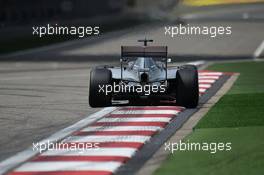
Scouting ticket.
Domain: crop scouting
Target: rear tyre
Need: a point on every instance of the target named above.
(100, 77)
(187, 88)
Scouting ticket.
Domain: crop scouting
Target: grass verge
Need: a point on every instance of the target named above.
(237, 118)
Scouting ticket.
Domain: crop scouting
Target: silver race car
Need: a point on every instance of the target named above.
(144, 76)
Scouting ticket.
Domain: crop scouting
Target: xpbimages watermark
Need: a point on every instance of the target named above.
(49, 146)
(212, 147)
(80, 31)
(212, 31)
(124, 88)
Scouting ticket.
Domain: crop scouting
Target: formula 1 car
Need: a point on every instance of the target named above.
(144, 74)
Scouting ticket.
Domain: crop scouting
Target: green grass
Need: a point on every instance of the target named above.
(237, 118)
(245, 157)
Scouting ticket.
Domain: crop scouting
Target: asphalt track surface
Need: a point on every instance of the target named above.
(121, 133)
(41, 98)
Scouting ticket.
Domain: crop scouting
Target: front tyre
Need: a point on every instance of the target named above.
(187, 87)
(100, 77)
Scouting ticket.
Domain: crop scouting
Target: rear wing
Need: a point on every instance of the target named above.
(144, 51)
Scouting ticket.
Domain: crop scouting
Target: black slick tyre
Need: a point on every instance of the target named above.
(99, 77)
(187, 87)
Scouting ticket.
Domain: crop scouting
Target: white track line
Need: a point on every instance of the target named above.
(208, 77)
(28, 153)
(121, 128)
(142, 119)
(207, 81)
(99, 138)
(210, 73)
(69, 166)
(125, 112)
(259, 50)
(126, 152)
(204, 86)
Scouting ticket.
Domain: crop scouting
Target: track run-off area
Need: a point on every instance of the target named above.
(119, 134)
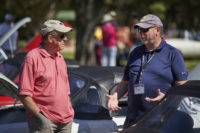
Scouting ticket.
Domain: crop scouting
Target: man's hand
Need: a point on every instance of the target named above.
(113, 102)
(156, 99)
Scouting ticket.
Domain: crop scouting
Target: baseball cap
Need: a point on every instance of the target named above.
(148, 21)
(8, 16)
(51, 25)
(107, 18)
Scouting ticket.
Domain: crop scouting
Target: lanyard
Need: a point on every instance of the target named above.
(144, 65)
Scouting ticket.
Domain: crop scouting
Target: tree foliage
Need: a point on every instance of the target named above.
(183, 13)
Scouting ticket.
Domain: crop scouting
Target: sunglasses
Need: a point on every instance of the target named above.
(62, 36)
(142, 30)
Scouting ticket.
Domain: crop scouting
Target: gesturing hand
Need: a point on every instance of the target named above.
(156, 99)
(112, 102)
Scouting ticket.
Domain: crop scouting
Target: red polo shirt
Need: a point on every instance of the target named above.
(45, 79)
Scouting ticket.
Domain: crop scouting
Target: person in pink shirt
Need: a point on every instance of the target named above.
(43, 83)
(109, 48)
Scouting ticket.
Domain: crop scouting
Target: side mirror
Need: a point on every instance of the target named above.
(136, 129)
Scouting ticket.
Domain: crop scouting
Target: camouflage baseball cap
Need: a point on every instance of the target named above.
(149, 21)
(56, 25)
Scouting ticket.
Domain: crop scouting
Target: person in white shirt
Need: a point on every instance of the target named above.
(10, 46)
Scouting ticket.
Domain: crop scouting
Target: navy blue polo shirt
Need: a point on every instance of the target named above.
(166, 67)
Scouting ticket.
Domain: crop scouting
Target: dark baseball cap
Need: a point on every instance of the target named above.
(148, 21)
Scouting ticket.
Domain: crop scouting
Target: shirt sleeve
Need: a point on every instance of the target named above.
(178, 67)
(26, 79)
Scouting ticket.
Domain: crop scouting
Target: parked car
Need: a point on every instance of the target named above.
(178, 112)
(185, 42)
(89, 86)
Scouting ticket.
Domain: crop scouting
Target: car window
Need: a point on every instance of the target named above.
(174, 114)
(8, 70)
(76, 83)
(88, 102)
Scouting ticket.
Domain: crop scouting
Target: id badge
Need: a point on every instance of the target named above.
(139, 89)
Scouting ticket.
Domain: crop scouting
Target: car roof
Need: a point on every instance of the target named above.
(190, 88)
(106, 77)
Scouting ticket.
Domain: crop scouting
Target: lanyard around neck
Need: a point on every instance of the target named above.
(144, 65)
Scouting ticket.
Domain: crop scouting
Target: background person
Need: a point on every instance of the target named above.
(43, 83)
(10, 46)
(152, 68)
(109, 48)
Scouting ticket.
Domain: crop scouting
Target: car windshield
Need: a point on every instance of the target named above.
(76, 83)
(174, 113)
(9, 70)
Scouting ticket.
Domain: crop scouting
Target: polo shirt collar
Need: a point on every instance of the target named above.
(45, 54)
(159, 48)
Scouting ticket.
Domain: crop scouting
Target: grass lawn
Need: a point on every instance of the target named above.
(191, 63)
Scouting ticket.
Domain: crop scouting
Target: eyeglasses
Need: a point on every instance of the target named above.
(143, 30)
(62, 36)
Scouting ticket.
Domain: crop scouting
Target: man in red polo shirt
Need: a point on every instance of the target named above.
(43, 83)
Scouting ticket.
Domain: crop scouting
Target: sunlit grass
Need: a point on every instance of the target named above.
(191, 63)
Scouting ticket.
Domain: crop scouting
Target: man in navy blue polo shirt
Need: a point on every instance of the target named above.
(152, 68)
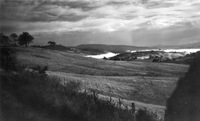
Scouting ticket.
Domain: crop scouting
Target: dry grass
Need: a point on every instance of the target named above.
(143, 82)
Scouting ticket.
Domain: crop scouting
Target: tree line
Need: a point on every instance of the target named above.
(13, 39)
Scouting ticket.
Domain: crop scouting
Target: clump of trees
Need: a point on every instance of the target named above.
(13, 39)
(25, 39)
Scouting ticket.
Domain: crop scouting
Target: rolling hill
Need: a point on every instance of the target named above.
(147, 84)
(111, 48)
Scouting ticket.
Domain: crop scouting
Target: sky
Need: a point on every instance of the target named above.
(115, 22)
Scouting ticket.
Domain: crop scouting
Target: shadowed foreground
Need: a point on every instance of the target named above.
(184, 104)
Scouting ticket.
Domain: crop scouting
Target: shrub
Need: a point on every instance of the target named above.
(7, 59)
(144, 115)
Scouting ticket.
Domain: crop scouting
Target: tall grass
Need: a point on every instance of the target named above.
(34, 96)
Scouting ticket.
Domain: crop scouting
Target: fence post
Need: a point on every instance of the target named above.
(120, 103)
(133, 108)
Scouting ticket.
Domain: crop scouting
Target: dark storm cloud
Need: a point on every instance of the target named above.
(103, 21)
(43, 11)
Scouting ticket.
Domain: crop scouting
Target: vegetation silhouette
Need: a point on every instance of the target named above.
(51, 43)
(25, 39)
(184, 103)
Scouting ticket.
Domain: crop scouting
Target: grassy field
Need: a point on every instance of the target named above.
(148, 84)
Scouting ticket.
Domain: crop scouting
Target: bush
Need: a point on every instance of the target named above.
(144, 115)
(7, 59)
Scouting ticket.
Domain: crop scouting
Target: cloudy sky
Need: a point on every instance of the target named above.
(127, 22)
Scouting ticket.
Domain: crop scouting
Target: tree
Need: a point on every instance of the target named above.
(4, 40)
(8, 59)
(14, 38)
(25, 38)
(51, 43)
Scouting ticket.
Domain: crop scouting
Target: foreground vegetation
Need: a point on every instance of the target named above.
(34, 96)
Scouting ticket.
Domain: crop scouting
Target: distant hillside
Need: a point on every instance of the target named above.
(195, 45)
(111, 48)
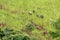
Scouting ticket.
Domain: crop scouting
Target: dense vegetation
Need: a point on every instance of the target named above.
(29, 20)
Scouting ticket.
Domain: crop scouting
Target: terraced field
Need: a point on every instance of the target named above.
(29, 19)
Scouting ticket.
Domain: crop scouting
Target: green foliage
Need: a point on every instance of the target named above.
(57, 24)
(10, 34)
(29, 27)
(54, 34)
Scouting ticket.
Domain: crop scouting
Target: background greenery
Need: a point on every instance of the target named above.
(29, 19)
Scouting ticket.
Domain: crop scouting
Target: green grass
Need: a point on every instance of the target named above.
(15, 14)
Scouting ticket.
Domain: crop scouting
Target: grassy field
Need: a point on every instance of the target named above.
(38, 15)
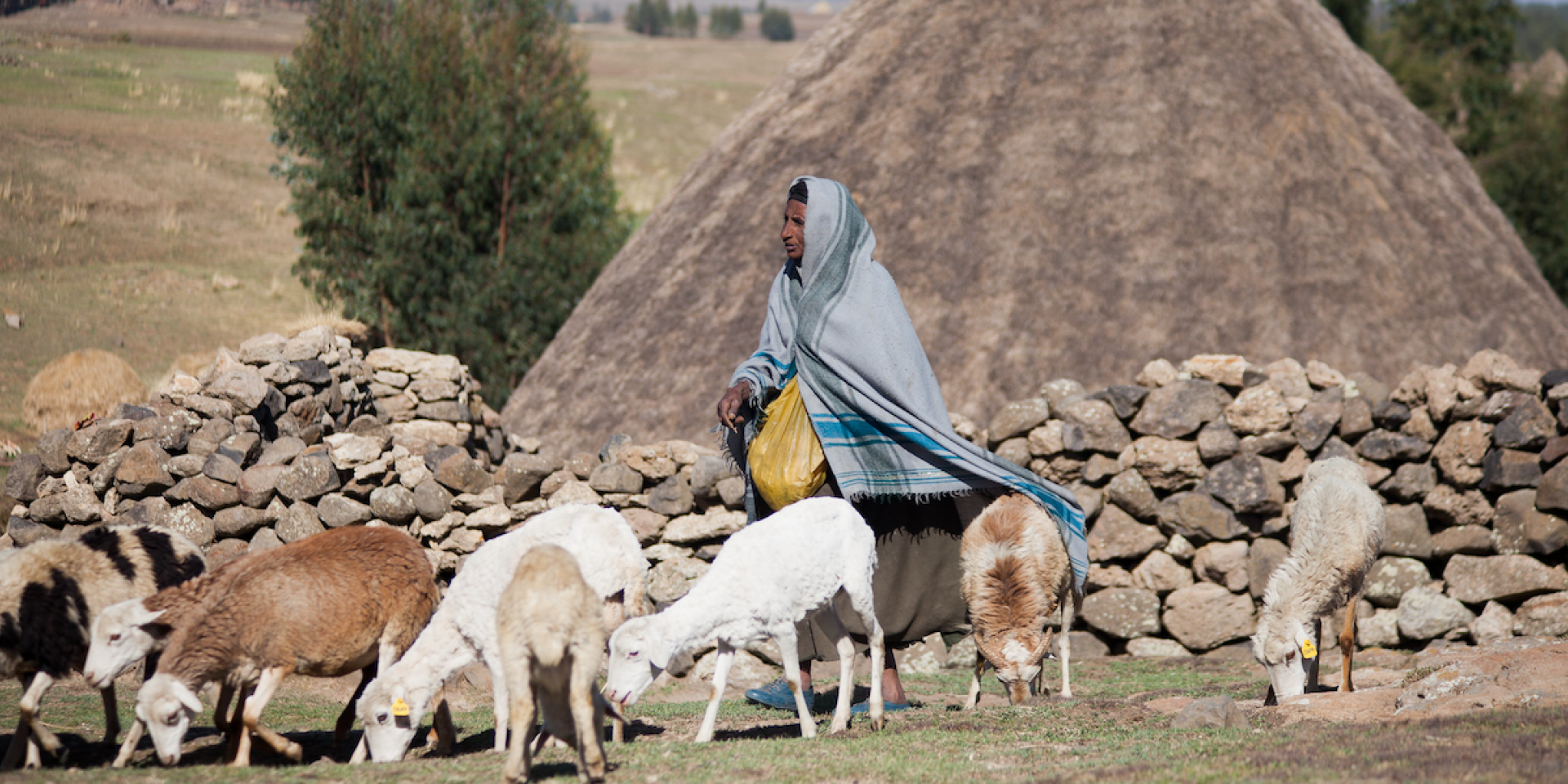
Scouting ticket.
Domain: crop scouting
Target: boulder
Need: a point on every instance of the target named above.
(1017, 419)
(1258, 410)
(1462, 451)
(1179, 408)
(1222, 564)
(1116, 535)
(1470, 540)
(96, 443)
(310, 477)
(1217, 441)
(1506, 470)
(1133, 494)
(1160, 572)
(1218, 712)
(1206, 615)
(298, 523)
(1503, 577)
(1200, 518)
(1392, 579)
(1245, 485)
(394, 504)
(1123, 612)
(1167, 465)
(1544, 617)
(1263, 559)
(1092, 425)
(337, 510)
(1426, 615)
(1405, 532)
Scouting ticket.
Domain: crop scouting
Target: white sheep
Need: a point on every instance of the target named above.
(765, 579)
(1336, 532)
(1015, 576)
(463, 627)
(49, 595)
(550, 640)
(323, 608)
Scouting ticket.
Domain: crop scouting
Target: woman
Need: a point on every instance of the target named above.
(838, 327)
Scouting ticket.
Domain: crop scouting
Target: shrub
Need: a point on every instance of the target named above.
(452, 185)
(777, 25)
(725, 20)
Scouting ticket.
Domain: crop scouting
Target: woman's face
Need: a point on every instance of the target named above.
(794, 233)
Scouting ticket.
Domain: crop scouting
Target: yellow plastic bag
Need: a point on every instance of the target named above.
(786, 458)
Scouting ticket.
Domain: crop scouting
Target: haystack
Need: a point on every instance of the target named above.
(1067, 189)
(80, 383)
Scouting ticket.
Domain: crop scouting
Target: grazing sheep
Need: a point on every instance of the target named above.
(1015, 574)
(1336, 532)
(127, 632)
(323, 608)
(465, 626)
(550, 644)
(767, 577)
(49, 595)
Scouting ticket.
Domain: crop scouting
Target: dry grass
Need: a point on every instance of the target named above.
(78, 385)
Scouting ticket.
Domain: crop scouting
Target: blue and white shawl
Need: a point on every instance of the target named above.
(836, 320)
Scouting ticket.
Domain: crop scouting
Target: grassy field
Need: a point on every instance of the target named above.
(1104, 734)
(134, 173)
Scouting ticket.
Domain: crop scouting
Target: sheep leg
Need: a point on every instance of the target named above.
(726, 657)
(1312, 664)
(110, 714)
(253, 720)
(129, 746)
(974, 686)
(1348, 645)
(588, 719)
(29, 712)
(1067, 644)
(345, 720)
(519, 756)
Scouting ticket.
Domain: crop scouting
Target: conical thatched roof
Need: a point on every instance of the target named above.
(1067, 189)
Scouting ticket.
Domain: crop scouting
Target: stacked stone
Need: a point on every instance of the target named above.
(286, 438)
(1189, 477)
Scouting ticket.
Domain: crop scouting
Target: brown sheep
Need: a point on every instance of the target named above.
(323, 608)
(550, 639)
(1015, 574)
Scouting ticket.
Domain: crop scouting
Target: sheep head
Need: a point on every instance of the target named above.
(391, 715)
(1017, 656)
(167, 707)
(637, 654)
(122, 635)
(1285, 648)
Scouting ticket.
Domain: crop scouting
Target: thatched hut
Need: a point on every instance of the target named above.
(1068, 189)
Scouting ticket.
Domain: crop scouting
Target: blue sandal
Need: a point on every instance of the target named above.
(780, 697)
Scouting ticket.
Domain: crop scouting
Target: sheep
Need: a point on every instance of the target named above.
(1015, 574)
(49, 595)
(325, 606)
(1336, 532)
(768, 576)
(463, 629)
(550, 640)
(127, 632)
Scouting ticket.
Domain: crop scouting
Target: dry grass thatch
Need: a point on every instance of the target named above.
(1067, 189)
(80, 383)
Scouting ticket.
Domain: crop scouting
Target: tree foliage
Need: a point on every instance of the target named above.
(725, 20)
(452, 185)
(777, 25)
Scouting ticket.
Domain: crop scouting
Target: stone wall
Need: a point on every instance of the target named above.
(1187, 475)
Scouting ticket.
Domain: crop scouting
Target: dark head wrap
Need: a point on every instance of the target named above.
(799, 192)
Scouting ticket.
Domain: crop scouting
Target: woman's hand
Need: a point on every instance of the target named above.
(729, 405)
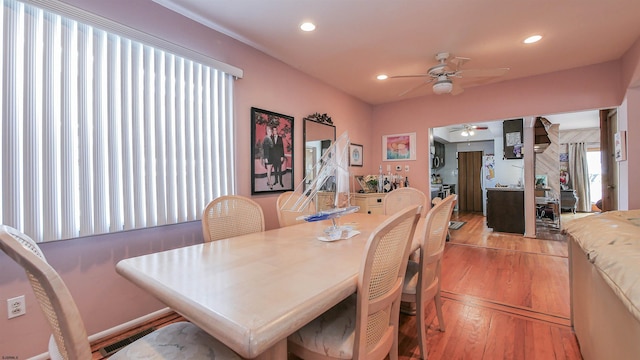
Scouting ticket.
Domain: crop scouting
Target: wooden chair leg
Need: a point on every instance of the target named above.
(438, 302)
(422, 328)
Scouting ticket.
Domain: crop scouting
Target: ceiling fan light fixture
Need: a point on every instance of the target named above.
(532, 39)
(443, 86)
(307, 26)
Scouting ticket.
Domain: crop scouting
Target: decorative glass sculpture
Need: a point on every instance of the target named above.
(331, 175)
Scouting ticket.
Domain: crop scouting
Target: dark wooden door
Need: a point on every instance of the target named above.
(469, 186)
(609, 171)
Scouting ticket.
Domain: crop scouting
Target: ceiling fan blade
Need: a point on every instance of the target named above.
(413, 88)
(457, 89)
(482, 72)
(405, 76)
(459, 61)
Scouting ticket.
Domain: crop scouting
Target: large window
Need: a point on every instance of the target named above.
(102, 133)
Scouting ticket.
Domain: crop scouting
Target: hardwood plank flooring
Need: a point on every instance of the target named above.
(504, 297)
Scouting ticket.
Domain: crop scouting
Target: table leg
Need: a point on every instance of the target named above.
(276, 352)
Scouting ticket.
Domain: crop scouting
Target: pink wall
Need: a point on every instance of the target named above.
(87, 265)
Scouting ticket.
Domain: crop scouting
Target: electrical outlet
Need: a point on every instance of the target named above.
(16, 306)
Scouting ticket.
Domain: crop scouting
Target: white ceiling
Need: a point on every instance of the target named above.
(356, 40)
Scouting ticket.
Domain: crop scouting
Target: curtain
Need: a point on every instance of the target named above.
(579, 178)
(102, 133)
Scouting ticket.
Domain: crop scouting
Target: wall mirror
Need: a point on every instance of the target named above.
(318, 137)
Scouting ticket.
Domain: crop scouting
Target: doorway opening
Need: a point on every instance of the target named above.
(594, 167)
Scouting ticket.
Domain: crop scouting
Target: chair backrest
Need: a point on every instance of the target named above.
(436, 227)
(52, 294)
(291, 205)
(380, 284)
(399, 199)
(229, 216)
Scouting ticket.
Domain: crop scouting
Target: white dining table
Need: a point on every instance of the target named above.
(252, 291)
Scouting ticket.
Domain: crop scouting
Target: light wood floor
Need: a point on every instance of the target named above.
(504, 297)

═══

◆ YOUR GOAL ◆
Find each line of the items above that contains the word "background" and copy those lines, treating uppercase and lowercase as distinct.

◆ RESULT ◆
Target: background person
Target: background greenery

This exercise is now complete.